Concepts

How Food Embeddings Work

What are embeddings?

An embedding is a numeric vector (a list of numbers) that captures the meaning of a piece of text. Similar meanings produce similar vectors. You can measure how similar two items are by comparing their vectors using cosine similarity.

  • 1.0 = identical meaning
  • 0.8+ = very similar (likely the same dish)
  • 0.5-0.7 = related (same category or cuisine)
  • Below 0.3 = unrelated

Why food needs specialized embeddings

General-purpose embedding models (the kind you'd use for document search or chatbot retrieval) fail on food data in specific ways:

Transliteration blindness

"Murgh" is Hindi for chicken. "Murgh Makhani" and "Butter Chicken" are the same dish. Generic models treat "Murgh" as an unknown token and produce low similarity scores. dish-embed maps transliterations correctly across languages and scripts.

Noise sensitivity

Real menu data looks like this:

**NEW** 50% OFF Chicken Biryani (Serves 2) [Non-Veg]

A generic model embeds all that noise as part of the meaning. dish-embed strips it before embedding, so this matches "Chicken Biryani" with high confidence.

Cross-lingual understanding

"Pollo Asado" (Spanish), "Grilled Chicken" (English), "Murgh Tandoori" (Hindi) are all grilled chicken preparations. dish-embed produces similar embeddings for them across 100+ languages.

Dietary signal preservation

Generic models don't know that "Paneer Tikka" is vegetarian and "Chicken Tikka" is not. They see high text overlap and produce high similarity. dish-embed understands that protein differences change the fundamental nature of a dish.

What dish-embed knows

dish-embed has food-specific knowledge baked in:

  • Which items are the same dish under different names
  • Which items are related but distinct (Butter Chicken vs Dal Makhani)

-------

:: BRIEF 1 ::
According to the food embeddings page, what is the Hindi word "Murgh" in English?
:: BRIEF 2 ::
Retype the food embeddings page between "What dish-embed knows" and "vs Dal Makhani)", inclusive.
The records below the page come from a separate source.

-------

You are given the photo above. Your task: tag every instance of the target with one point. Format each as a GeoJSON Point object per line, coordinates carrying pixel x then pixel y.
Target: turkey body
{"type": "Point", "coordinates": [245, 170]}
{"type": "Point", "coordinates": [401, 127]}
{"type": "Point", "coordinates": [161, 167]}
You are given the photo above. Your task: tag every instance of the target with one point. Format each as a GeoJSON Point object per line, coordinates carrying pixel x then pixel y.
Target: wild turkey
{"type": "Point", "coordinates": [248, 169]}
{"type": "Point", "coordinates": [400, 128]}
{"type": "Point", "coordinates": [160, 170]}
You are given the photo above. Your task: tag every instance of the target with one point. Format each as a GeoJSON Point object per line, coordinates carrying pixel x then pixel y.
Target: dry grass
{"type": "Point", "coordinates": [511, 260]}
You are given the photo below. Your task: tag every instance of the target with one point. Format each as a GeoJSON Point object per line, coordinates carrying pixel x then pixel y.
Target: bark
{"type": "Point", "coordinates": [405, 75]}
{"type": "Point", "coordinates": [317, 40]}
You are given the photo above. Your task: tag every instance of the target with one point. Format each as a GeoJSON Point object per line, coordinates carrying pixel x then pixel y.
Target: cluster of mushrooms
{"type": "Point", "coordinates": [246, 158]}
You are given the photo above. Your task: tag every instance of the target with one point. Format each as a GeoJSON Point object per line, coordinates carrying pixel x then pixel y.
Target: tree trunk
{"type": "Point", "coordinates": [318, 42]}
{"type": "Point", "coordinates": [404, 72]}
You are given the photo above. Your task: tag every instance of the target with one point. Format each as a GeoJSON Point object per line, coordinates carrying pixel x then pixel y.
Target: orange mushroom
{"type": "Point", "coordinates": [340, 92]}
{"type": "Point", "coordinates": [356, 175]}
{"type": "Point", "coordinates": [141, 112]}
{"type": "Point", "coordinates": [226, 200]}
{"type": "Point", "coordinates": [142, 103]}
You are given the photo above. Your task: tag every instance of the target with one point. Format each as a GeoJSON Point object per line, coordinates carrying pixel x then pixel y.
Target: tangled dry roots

-------

:: EXPECTED ANSWER 1 ::
Chicken.

:: EXPECTED ANSWER 2 ::
What dish-embed knows

dish-embed has food-specific knowledge baked in:

  • Which items are the same dish under different names
  • Which items are related but distinct (Butter Chicken vs Dal Makhani)